Wow, if I can get GF rooms at a good discount, SRU, can *I* come to your wedding? LOL.
Look, I just want to say that these things have a way of working out, and you all shouldn't unduly stress out over trying to accomodate your guests. Wedding guests sometimes have this attitude where they expect everything to be done for them, and then wrap it all up in a pretty bow. (Not saying this is you all's case, but just an observation.) What people sometimes forget is that they bear some responsibility in the whole wedding thing--even if they are the guests.
I would like to send out a list of wedding etiquette tips for quests. Something like:
1) A lot of thought, time, effort, planning and money is going into this wedding. Do you think you could take 5 minutes to respond in a timely fashion to the emails, RSVPs with the SASE, or phone calls so that we may plan intelligently?
2) We have asked you to come to this wedding to share our joy with us. Toward that end, would you refrain from being negative, making catty remarks or otherwise doing things which rob this very, very special, once-in-a-lifetime day of its' joy? Just---sit on it, in other words. Or stay away (no one is forcing you to attend) and allow us to save the couple hundred bucks
pleasure-of-your-company tax we will have to pay in order to hear you tell me marriage is for suckers, or I am not ready, or I should be ashamed of myself for having a nice wedding when I have been married before. I guess I should sneak off and get married at midnight in the courthouse basement, huh? Pfft.

RECORD EXCERPTS ->
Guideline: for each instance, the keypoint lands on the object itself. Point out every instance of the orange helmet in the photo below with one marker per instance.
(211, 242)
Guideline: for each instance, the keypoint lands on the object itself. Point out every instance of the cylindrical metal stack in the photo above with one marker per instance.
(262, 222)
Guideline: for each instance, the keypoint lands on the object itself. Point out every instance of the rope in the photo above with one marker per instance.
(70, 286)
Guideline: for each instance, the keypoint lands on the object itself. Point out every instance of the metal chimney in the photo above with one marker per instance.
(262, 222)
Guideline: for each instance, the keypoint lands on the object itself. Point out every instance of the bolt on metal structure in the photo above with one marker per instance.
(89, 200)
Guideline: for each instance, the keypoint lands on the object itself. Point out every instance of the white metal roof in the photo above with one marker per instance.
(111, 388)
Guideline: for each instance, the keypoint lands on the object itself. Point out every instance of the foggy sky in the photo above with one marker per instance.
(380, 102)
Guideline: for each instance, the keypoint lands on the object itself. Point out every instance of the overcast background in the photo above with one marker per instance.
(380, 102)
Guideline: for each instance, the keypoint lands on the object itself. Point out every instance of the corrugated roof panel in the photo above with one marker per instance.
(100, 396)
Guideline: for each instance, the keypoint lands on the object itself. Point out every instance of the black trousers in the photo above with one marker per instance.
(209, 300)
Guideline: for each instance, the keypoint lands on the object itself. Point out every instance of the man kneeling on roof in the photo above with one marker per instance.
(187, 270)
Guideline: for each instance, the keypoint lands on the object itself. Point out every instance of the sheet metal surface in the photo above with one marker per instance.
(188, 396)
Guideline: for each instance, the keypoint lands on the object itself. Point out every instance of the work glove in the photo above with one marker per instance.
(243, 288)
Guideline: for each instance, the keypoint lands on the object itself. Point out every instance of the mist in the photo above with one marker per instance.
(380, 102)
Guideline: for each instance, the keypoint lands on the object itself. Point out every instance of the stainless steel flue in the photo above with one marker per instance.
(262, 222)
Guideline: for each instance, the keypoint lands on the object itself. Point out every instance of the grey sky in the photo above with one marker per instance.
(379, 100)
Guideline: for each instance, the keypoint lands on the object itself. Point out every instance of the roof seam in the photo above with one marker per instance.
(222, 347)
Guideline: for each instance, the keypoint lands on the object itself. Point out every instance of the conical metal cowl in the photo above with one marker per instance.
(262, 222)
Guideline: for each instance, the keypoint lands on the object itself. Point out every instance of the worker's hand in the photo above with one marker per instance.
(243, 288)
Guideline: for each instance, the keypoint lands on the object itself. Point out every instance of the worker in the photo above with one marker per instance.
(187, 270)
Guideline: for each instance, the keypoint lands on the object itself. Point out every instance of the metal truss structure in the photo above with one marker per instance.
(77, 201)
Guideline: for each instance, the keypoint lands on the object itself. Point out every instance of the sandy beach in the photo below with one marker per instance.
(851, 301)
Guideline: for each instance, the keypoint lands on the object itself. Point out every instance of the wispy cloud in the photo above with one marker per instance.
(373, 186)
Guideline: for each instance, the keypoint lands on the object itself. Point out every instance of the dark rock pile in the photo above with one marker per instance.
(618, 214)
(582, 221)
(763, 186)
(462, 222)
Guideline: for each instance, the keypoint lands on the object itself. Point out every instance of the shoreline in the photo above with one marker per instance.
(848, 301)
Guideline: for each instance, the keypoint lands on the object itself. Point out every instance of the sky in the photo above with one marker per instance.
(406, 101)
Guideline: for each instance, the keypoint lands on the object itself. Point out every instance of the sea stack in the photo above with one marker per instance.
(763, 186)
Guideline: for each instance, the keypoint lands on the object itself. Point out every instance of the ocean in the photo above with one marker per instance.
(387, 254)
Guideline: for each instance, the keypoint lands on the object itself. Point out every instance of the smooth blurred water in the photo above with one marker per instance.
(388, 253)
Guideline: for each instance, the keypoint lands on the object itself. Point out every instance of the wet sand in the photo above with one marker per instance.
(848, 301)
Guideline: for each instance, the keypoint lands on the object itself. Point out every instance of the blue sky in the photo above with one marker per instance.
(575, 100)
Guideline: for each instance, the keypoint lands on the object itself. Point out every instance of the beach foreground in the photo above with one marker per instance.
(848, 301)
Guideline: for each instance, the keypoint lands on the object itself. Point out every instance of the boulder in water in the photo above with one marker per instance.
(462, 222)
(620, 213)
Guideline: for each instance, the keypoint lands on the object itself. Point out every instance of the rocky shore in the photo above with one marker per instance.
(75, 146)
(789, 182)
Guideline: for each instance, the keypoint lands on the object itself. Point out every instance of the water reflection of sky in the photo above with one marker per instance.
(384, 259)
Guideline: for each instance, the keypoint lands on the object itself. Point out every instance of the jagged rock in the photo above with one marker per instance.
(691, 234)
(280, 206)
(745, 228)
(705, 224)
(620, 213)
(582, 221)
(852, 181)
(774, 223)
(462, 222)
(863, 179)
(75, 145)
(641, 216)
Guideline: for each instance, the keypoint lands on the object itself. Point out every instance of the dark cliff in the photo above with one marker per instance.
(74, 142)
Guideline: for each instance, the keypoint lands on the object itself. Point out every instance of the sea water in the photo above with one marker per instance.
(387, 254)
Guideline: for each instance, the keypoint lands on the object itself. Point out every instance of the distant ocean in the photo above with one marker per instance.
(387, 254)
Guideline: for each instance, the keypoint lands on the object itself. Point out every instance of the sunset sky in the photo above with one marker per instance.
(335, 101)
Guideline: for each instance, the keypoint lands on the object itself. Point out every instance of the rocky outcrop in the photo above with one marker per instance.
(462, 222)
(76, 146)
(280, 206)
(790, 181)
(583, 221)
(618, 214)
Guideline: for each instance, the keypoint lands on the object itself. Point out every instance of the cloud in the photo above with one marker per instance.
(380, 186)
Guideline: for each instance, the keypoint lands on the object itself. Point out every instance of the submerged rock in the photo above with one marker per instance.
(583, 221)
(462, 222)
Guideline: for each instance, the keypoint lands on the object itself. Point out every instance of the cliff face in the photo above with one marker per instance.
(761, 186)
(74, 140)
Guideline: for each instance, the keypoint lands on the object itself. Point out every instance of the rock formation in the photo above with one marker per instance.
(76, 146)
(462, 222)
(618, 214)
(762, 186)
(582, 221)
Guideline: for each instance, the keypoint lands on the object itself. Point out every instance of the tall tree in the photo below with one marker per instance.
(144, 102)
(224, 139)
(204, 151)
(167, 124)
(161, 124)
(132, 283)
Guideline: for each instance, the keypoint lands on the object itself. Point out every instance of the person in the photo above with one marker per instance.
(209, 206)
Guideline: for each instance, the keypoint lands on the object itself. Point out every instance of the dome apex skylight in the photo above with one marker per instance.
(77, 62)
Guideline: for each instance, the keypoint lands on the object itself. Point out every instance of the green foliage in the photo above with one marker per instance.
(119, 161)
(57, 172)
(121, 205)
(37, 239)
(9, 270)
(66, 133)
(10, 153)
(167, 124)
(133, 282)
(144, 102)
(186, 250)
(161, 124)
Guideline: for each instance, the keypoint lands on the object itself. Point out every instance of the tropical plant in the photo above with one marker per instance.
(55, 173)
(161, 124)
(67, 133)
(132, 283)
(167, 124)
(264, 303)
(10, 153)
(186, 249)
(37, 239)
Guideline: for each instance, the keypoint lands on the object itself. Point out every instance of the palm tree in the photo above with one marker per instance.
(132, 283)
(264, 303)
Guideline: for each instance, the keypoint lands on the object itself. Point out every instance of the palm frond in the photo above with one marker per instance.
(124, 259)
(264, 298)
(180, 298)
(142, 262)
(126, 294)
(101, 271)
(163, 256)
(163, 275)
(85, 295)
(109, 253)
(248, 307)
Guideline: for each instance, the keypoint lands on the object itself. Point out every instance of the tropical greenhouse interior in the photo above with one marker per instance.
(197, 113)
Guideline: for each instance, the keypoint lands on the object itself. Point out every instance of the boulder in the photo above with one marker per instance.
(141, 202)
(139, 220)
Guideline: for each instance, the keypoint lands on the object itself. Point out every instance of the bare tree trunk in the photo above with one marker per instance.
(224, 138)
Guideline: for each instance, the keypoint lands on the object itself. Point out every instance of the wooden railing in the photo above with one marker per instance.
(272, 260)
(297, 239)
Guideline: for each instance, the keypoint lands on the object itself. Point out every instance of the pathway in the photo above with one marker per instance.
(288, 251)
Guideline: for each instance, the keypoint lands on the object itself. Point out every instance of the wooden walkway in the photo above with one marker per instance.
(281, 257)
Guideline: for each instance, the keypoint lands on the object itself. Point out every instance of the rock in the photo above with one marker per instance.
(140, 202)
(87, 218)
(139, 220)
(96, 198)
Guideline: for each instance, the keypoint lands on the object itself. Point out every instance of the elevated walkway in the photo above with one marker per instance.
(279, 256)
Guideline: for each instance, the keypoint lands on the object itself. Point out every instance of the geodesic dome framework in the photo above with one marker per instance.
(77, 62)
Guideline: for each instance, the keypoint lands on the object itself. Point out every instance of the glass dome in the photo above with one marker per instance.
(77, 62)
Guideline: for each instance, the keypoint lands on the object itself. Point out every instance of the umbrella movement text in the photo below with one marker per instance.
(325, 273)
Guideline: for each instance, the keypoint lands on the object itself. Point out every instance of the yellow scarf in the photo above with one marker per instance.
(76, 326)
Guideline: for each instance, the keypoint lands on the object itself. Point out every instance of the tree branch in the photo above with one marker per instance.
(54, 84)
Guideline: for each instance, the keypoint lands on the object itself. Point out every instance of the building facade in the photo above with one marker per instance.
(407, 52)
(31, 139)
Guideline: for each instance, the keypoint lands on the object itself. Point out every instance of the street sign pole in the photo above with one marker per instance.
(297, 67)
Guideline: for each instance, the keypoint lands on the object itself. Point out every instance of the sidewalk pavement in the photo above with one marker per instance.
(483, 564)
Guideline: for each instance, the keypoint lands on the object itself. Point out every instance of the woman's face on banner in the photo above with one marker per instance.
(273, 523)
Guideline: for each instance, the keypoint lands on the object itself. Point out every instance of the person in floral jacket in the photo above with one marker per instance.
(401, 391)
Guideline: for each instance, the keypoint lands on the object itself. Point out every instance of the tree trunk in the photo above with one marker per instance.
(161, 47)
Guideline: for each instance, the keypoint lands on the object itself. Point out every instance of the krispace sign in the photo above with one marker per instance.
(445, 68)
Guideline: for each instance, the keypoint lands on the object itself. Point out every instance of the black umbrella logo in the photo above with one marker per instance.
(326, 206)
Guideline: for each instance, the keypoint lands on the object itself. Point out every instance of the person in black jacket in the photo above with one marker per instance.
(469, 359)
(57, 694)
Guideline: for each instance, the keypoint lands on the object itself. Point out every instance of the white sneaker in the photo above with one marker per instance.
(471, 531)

PROBLEM DESCRIPTION ->
Reproduce the wedding post's text between "I would like" and "may plan intelligently?", inclusive. The entries come from a different source than the wedding post.

RESPONSE TO THE TASK ->
I would like to send out a list of wedding etiquette tips for quests. Something like:
1) A lot of thought, time, effort, planning and money is going into this wedding. Do you think you could take 5 minutes to respond in a timely fashion to the emails, RSVPs with the SASE, or phone calls so that we may plan intelligently?